Nurses and clinicians have publicly described:
Unsafe patient-to-staff ratios
Constant overcrowding in CPEP
Increased violence between patients
Staff injuries and burnout
ECMC leadership has acknowledged overwhelming demand and limited resources in official testimony.
But acknowledgment without structural change is meaningless.
“A hospital that knows its psychiatric services are unsafe — and continues business as usual — is choosing risk over reform.”
The People Harmed the Most Are the Least Protected
ECMC primarily serves:
People on Medicaid
Uninsured patients
People experiencing homelessness
Individuals with complex trauma
People without power, money, or advocates
In American healthcare, that combination almost guarantees worse treatment.
Psychiatric patients are routinely treated as:
Liabilities
Risks
Disruptions
Rarely as people deserving dignity.
“In a system built around liability, the mentally ill become the easiest people to ignore.”
The Revolving Door Is Not an Accident
Patients cycle in and out of ECMC because:
Crises are suppressed, not addressed
Medication is prioritized over understanding
Trauma is ignored
Discharge plans lack real supports
Community resources are overstretched or nonexistent
Then the system labels those same patients:
“Non-compliant”
“Chronic”
“Treatment-resistant”
“You cannot call people ‘non-compliant’ when the system never gave them a real chance to recover.”
What Real Accountability Would Look Like
If ECMC were serious about psychiatric care, we would see:
Independent oversight of CPEP practices
Drastic reduction in restraints and forced medication
Trauma-informed crisis alternatives outside the ER
Safe staffing ratios with trained mental health professionals
Meaningful discharge planning with housing and community support
Transparent public reporting of adverse events
Instead, we get:
Defensive statements
Incremental tweaks
And the same harm repeated year after year
Final Word
Erie County Medical Center is not “under-resourced but trying its best.”

WORK REQUIRED:
Reproduce verbatim the portion of the ECMC psychiatric care text starting at "The People Harmed" and ending at "people deserving dignity.".

RECORDS PROVIDED:
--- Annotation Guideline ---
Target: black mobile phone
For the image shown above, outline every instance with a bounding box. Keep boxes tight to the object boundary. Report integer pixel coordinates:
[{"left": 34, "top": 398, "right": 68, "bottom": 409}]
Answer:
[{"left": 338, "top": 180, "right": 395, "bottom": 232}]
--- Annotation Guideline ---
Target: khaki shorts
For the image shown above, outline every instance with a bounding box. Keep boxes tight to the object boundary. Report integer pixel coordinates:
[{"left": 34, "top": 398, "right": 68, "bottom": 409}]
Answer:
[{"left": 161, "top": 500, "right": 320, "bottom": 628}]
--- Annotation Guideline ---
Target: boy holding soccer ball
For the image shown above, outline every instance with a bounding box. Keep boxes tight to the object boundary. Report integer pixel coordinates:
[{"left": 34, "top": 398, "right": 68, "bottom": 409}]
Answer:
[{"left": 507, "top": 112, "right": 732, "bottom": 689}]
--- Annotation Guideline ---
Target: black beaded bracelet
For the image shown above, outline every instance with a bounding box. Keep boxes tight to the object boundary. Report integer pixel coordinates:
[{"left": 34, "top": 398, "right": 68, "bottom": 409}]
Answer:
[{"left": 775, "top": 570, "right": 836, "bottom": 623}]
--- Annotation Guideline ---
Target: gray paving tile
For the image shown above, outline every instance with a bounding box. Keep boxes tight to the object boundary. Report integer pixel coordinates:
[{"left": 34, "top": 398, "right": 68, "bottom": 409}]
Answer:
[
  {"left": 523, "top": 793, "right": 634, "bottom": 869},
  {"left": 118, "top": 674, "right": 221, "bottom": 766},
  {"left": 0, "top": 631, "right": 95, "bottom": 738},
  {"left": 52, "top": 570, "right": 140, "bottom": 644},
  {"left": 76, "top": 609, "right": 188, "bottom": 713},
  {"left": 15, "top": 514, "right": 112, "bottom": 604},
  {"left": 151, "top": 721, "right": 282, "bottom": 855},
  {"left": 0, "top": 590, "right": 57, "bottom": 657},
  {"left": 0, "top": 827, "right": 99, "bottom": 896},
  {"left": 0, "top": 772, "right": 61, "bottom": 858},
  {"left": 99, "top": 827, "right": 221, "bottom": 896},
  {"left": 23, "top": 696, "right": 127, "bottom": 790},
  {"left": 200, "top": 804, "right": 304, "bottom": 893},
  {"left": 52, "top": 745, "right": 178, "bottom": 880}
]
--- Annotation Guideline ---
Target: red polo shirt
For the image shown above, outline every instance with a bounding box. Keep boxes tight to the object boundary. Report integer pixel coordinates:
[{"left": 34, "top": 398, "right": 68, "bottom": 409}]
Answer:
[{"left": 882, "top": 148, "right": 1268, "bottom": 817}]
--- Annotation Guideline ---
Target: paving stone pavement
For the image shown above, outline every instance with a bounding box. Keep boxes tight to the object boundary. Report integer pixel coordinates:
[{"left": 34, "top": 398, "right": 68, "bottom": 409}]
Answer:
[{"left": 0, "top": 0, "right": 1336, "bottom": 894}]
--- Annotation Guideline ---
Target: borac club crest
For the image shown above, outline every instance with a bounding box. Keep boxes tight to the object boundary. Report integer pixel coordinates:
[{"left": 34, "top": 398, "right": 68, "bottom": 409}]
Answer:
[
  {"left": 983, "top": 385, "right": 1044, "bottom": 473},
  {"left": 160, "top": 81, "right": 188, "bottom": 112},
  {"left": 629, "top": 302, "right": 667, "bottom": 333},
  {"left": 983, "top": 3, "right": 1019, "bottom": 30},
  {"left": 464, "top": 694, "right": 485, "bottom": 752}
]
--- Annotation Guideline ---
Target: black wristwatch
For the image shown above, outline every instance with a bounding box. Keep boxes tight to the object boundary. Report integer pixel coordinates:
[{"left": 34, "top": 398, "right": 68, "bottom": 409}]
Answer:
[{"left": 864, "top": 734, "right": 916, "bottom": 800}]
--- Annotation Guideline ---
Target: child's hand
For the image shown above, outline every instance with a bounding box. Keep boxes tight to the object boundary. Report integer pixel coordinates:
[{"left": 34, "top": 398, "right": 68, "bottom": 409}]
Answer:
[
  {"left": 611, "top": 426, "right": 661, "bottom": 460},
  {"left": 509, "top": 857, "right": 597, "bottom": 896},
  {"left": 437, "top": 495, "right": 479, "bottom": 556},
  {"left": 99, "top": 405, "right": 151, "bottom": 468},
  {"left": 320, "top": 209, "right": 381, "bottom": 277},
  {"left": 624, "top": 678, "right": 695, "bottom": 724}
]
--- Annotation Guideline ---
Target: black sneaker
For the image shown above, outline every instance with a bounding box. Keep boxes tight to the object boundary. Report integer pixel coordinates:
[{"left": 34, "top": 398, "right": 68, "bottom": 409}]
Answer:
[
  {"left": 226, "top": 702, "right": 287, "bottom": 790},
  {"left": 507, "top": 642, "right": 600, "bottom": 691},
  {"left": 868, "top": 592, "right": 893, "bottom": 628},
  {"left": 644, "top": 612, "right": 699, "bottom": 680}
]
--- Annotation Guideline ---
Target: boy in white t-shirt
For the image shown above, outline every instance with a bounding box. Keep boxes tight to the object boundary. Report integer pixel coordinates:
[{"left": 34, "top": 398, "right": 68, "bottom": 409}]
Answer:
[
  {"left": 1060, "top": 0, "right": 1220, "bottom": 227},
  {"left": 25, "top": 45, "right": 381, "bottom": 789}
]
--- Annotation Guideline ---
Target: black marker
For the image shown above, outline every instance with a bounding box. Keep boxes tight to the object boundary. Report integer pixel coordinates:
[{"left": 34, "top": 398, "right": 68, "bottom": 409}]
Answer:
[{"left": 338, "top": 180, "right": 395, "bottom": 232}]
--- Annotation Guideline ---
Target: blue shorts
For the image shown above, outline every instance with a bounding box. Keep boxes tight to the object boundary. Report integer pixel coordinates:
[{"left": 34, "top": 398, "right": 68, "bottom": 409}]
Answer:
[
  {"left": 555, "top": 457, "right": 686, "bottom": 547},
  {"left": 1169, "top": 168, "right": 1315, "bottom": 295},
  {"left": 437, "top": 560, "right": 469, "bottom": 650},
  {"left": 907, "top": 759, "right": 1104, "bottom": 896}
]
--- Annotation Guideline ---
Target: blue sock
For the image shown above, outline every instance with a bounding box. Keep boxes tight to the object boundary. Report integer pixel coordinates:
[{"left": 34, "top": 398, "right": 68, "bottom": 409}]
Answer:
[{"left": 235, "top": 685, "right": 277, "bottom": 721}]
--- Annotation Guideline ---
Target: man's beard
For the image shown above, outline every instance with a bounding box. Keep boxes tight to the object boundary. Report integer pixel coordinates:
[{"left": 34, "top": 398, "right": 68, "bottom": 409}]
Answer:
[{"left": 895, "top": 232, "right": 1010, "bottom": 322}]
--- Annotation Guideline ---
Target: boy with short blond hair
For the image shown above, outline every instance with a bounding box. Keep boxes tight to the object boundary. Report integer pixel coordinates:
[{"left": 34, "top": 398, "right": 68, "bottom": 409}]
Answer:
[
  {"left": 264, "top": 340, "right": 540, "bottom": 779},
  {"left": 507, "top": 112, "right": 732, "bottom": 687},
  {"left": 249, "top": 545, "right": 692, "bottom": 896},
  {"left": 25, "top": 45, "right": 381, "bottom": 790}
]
--
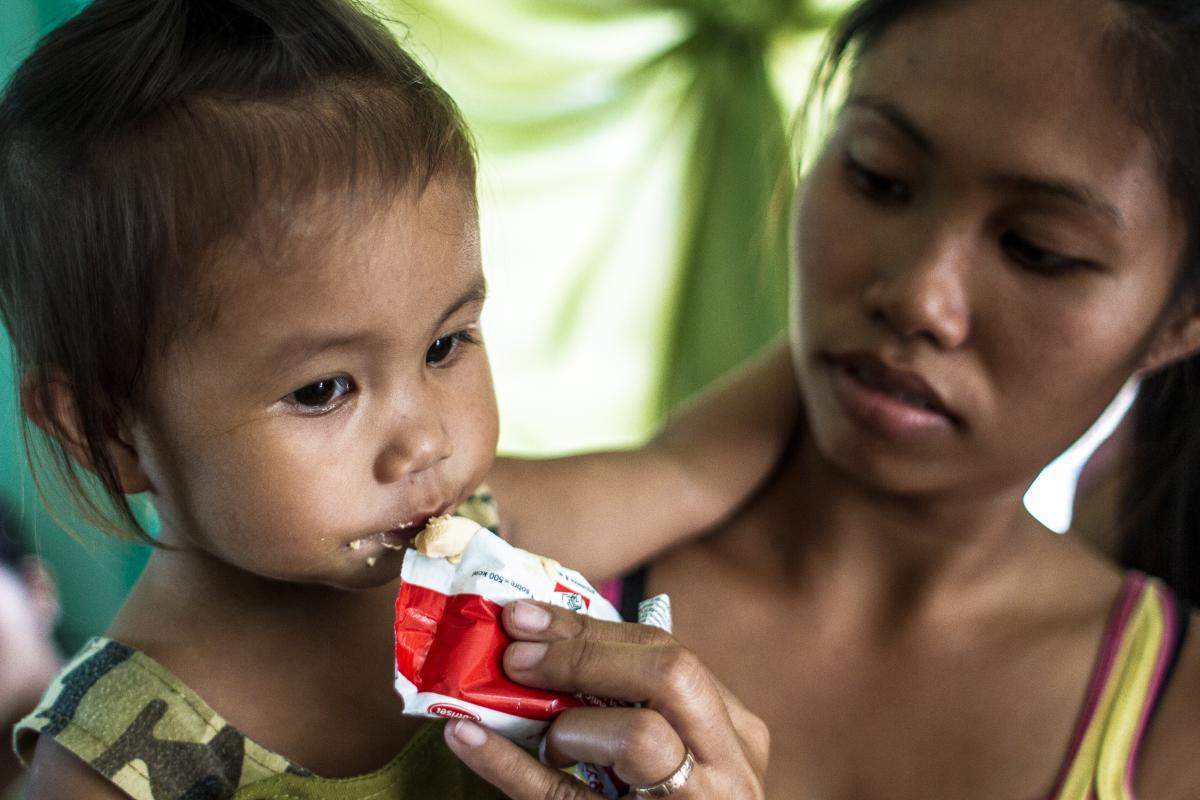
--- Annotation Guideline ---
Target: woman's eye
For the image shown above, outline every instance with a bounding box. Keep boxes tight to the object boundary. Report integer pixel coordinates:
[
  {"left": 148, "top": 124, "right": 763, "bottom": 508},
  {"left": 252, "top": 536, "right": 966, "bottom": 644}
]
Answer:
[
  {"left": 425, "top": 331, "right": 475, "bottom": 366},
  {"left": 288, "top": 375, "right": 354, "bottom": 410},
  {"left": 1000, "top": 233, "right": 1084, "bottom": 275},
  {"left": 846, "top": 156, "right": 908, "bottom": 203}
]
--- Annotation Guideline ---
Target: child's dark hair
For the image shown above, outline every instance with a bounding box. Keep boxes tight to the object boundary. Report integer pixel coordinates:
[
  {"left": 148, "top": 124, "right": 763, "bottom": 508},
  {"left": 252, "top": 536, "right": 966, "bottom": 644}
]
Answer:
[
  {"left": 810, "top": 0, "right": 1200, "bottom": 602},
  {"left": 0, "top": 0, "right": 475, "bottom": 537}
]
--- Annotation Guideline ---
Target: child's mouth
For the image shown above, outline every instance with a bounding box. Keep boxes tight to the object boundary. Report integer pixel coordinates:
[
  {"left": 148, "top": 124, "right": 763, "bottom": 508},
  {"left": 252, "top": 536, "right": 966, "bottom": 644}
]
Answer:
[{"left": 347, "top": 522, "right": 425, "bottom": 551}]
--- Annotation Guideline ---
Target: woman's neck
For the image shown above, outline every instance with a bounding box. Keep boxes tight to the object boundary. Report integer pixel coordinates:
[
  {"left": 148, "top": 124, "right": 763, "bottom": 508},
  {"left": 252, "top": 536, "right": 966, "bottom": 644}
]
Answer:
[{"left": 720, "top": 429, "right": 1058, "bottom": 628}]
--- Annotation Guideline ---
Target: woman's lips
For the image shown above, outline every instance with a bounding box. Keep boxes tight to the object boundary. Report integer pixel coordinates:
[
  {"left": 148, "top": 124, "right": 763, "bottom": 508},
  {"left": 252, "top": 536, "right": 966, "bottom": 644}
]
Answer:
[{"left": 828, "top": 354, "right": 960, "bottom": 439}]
...
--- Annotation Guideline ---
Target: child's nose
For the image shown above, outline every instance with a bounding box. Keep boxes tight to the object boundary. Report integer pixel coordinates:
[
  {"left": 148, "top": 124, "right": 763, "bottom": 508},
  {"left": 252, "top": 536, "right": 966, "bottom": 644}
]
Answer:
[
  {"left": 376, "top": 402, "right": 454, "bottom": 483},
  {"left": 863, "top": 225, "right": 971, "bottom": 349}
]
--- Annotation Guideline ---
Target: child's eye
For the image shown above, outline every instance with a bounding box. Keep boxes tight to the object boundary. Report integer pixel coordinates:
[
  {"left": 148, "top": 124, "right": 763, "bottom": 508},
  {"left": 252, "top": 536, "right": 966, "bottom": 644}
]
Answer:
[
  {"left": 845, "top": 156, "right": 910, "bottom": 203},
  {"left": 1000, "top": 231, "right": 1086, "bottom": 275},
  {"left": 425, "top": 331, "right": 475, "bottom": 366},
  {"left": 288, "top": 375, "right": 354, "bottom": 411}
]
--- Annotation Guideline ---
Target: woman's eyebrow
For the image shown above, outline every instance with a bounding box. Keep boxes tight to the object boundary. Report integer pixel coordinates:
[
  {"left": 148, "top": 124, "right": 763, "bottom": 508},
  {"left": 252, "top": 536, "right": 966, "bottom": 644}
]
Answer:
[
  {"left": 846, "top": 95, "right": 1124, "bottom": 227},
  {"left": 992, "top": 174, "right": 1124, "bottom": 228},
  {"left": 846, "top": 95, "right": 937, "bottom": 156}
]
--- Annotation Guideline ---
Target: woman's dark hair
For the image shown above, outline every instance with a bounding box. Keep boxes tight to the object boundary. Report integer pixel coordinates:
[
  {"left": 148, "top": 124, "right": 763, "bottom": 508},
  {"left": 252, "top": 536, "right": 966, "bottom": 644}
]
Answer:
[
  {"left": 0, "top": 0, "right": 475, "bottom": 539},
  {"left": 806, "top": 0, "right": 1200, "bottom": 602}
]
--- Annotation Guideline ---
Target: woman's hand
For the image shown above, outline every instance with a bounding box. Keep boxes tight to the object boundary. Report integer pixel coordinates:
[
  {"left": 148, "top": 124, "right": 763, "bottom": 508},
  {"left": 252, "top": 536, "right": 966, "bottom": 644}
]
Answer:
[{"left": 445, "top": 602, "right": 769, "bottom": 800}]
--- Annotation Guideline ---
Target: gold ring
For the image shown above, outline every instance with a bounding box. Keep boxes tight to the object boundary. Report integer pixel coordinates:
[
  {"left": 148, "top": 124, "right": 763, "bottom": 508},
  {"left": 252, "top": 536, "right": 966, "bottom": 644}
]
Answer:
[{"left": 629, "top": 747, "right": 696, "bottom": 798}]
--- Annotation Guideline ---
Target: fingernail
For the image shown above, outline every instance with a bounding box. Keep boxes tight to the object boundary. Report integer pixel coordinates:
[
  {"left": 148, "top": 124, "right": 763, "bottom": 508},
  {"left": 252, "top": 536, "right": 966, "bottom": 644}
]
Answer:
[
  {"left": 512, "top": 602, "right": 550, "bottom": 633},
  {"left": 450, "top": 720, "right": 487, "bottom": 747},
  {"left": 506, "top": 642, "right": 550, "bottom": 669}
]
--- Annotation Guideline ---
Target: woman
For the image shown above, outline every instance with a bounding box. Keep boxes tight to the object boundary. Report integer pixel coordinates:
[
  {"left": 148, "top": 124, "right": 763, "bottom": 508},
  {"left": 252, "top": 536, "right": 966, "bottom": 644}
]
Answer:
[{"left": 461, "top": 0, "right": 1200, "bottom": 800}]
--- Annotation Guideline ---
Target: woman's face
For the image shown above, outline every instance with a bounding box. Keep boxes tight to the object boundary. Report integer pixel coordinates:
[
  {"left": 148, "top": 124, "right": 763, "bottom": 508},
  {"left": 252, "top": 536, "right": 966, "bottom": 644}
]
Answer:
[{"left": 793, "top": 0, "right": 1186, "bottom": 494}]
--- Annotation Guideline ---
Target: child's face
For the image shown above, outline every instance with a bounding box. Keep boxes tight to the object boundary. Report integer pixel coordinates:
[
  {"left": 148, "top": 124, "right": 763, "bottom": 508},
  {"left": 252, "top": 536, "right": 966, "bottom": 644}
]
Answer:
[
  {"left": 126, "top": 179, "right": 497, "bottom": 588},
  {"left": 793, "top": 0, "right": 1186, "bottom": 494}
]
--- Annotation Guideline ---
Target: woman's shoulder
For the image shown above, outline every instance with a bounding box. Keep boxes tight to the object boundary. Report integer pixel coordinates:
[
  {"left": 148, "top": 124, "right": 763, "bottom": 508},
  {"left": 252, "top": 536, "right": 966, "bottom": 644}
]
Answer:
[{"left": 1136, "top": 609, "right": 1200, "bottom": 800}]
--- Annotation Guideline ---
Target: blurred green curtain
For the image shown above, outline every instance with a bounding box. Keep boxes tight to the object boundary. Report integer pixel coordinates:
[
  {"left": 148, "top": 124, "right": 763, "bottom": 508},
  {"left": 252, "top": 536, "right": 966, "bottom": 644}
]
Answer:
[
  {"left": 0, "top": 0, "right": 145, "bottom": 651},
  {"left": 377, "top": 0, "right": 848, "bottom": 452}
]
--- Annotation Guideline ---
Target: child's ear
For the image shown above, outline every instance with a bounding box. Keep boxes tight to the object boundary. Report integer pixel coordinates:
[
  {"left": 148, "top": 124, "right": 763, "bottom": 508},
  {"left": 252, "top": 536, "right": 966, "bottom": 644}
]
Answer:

SOLUTION TO THE PROBLEM:
The People Harmed the Most Are the Least Protected
ECMC primarily serves:
People on Medicaid
Uninsured patients
People experiencing homelessness
Individuals with complex trauma
People without power, money, or advocates
In American healthcare, that combination almost guarantees worse treatment.
Psychiatric patients are routinely treated as:
Liabilities
Risks
Disruptions
Rarely as people deserving dignity.